Work to be completed |
Rewrite the lines from the one containing "Query: dark raisin" through the last of these lines, both included, replacing "Query" with "Prompt" and keeping everything else unchanged. Omit the pictures from your answer.

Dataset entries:

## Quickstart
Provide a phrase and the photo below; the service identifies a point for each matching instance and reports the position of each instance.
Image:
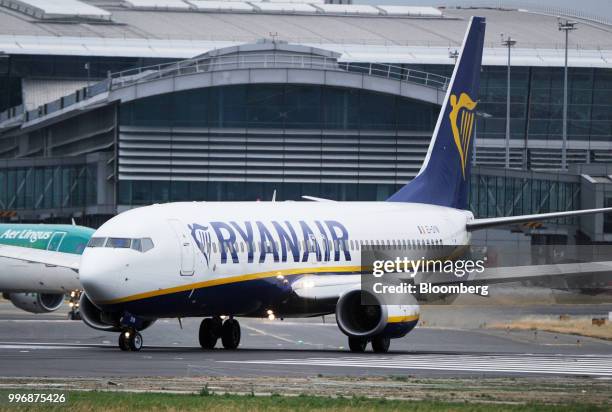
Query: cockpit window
(142, 245)
(96, 242)
(118, 242)
(136, 244)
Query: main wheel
(357, 344)
(135, 341)
(123, 343)
(380, 344)
(209, 333)
(230, 335)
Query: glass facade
(143, 192)
(508, 193)
(536, 98)
(48, 187)
(281, 106)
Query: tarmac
(450, 342)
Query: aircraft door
(186, 247)
(55, 241)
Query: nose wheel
(380, 344)
(130, 340)
(211, 329)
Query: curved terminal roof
(378, 34)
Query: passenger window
(96, 242)
(146, 244)
(118, 242)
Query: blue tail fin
(445, 175)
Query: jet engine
(100, 320)
(36, 302)
(357, 320)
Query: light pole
(566, 26)
(509, 42)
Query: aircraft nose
(100, 275)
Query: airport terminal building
(108, 105)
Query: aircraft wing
(328, 287)
(45, 257)
(477, 224)
(507, 274)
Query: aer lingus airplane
(288, 259)
(40, 287)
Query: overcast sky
(591, 7)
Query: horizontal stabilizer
(44, 257)
(477, 224)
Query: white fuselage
(188, 238)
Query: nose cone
(100, 273)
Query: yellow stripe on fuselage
(401, 319)
(233, 279)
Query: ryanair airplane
(225, 260)
(35, 287)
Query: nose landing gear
(130, 340)
(380, 344)
(211, 329)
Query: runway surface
(49, 345)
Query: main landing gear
(380, 344)
(211, 329)
(130, 340)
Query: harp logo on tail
(462, 117)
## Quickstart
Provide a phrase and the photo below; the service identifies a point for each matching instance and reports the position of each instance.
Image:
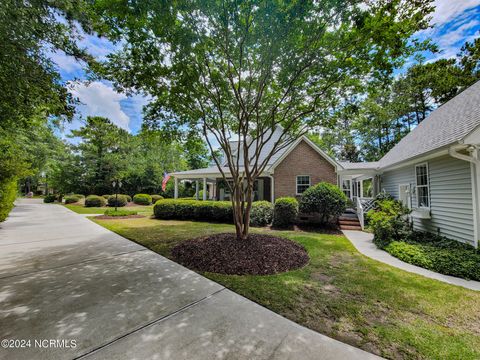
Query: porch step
(349, 221)
(350, 227)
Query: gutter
(474, 160)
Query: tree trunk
(241, 210)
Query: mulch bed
(224, 254)
(105, 217)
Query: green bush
(155, 198)
(456, 259)
(389, 222)
(71, 199)
(120, 212)
(142, 199)
(180, 209)
(49, 198)
(117, 200)
(94, 201)
(325, 199)
(285, 212)
(261, 213)
(8, 193)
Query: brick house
(289, 172)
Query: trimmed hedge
(118, 200)
(325, 199)
(155, 198)
(285, 212)
(438, 254)
(261, 213)
(8, 193)
(142, 199)
(71, 199)
(49, 198)
(95, 201)
(121, 212)
(218, 211)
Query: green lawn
(343, 294)
(80, 209)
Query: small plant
(325, 199)
(285, 212)
(155, 198)
(49, 198)
(142, 199)
(121, 212)
(95, 201)
(117, 200)
(71, 199)
(389, 222)
(261, 213)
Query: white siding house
(435, 170)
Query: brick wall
(303, 160)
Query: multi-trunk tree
(238, 70)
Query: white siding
(450, 196)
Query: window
(346, 188)
(423, 192)
(303, 183)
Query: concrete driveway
(72, 289)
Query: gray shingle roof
(446, 125)
(359, 166)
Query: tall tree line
(368, 125)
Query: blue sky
(455, 21)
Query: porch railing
(364, 205)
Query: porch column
(175, 193)
(204, 189)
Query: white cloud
(447, 10)
(100, 99)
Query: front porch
(216, 188)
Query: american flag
(166, 177)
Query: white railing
(364, 205)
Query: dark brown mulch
(106, 217)
(224, 254)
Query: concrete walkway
(364, 244)
(64, 278)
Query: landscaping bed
(225, 254)
(341, 293)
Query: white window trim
(427, 186)
(296, 183)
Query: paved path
(62, 277)
(364, 244)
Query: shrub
(71, 199)
(94, 201)
(121, 212)
(458, 259)
(388, 222)
(142, 199)
(325, 199)
(155, 198)
(180, 209)
(8, 193)
(118, 200)
(261, 213)
(49, 198)
(285, 212)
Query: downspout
(272, 189)
(475, 179)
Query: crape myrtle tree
(238, 70)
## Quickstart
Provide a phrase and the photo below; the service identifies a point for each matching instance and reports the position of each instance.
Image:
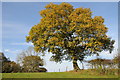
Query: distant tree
(32, 64)
(28, 52)
(31, 61)
(9, 66)
(69, 33)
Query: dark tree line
(30, 64)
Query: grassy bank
(80, 74)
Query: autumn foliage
(69, 33)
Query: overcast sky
(19, 17)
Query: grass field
(80, 74)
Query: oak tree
(69, 33)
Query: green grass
(80, 74)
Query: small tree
(9, 66)
(69, 33)
(30, 61)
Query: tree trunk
(75, 65)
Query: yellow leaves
(63, 22)
(53, 39)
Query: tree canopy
(69, 33)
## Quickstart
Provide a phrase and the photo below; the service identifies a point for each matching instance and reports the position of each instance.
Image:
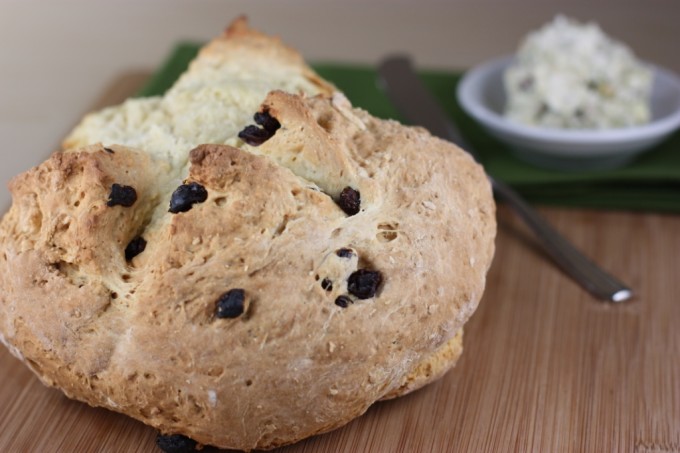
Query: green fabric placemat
(651, 183)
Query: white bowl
(482, 95)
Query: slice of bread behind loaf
(210, 103)
(140, 334)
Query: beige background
(57, 56)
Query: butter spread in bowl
(573, 99)
(571, 75)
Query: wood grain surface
(546, 368)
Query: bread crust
(141, 336)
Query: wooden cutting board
(546, 367)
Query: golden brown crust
(141, 337)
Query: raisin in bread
(247, 260)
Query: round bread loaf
(256, 281)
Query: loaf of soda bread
(247, 260)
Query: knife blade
(418, 106)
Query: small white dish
(482, 95)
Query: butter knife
(410, 96)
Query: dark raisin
(184, 197)
(344, 253)
(268, 122)
(230, 304)
(134, 248)
(327, 284)
(122, 195)
(254, 136)
(175, 443)
(349, 201)
(343, 301)
(364, 283)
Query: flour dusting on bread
(246, 260)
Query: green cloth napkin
(651, 183)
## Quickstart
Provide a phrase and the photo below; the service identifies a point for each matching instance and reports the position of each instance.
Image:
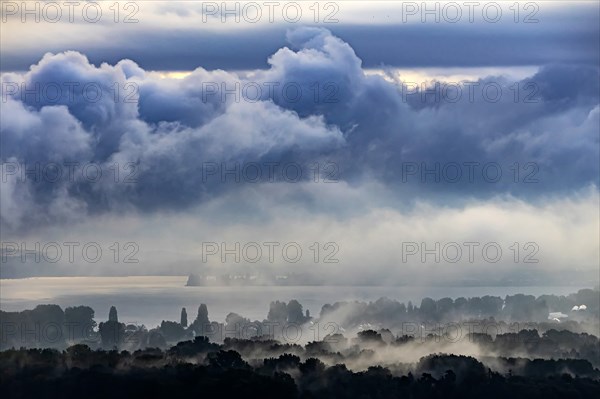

Solution for this exercise |
Prompt: dark raisin
(184, 197)
(344, 253)
(268, 122)
(230, 304)
(134, 248)
(327, 284)
(122, 195)
(254, 136)
(175, 443)
(349, 201)
(343, 301)
(364, 283)
Prompt: flour dusting on bread
(246, 260)
Prompt: green cloth napkin
(651, 183)
## Quickstart
Provide a phrase and the photo below; the service identifies a point for each matching instance and reports the position of each instance.
Image:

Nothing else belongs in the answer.